== Extracted data

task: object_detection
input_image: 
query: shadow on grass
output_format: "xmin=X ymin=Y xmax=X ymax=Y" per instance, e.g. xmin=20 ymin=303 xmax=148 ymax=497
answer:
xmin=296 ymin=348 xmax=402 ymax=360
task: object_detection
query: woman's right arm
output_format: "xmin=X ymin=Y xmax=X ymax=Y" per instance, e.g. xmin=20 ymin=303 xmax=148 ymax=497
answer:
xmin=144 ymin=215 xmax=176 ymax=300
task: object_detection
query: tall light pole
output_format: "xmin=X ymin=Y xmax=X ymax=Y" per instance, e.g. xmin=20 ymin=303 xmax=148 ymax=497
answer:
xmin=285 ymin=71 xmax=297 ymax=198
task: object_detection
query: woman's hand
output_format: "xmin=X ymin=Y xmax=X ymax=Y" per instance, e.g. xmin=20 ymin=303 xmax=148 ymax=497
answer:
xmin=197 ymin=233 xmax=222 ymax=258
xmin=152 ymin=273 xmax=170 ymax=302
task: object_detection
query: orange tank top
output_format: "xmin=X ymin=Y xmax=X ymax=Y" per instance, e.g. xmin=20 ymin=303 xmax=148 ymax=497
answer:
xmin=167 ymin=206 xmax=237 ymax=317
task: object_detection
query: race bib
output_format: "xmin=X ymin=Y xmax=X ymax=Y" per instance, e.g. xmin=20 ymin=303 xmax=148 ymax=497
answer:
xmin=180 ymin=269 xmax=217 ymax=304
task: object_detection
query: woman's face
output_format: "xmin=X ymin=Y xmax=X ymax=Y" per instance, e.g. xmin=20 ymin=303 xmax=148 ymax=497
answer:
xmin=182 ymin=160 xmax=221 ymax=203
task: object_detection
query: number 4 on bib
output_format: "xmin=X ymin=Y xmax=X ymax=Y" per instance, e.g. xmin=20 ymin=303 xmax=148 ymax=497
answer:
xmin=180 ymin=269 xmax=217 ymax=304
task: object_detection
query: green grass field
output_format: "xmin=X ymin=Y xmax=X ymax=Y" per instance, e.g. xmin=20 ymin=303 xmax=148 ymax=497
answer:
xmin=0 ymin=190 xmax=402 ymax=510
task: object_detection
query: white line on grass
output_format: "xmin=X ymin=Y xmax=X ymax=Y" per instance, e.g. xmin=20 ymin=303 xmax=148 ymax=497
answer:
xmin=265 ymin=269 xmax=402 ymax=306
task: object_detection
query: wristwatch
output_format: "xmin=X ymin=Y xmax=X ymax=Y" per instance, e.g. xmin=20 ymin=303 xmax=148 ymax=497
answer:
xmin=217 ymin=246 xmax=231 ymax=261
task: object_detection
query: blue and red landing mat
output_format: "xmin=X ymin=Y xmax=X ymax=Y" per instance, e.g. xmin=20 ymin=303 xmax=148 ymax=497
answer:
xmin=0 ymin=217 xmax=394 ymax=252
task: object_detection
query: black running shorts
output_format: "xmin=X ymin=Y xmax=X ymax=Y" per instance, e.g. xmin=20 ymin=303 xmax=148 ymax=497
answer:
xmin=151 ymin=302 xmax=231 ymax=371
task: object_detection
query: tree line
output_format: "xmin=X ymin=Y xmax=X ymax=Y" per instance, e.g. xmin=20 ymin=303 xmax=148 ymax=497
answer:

====

● Goal of the exercise
Copy every line above that contains the string "woman". Case counts.

● Exercise result
query: woman's right arm
query: woman's hand
query: woman's face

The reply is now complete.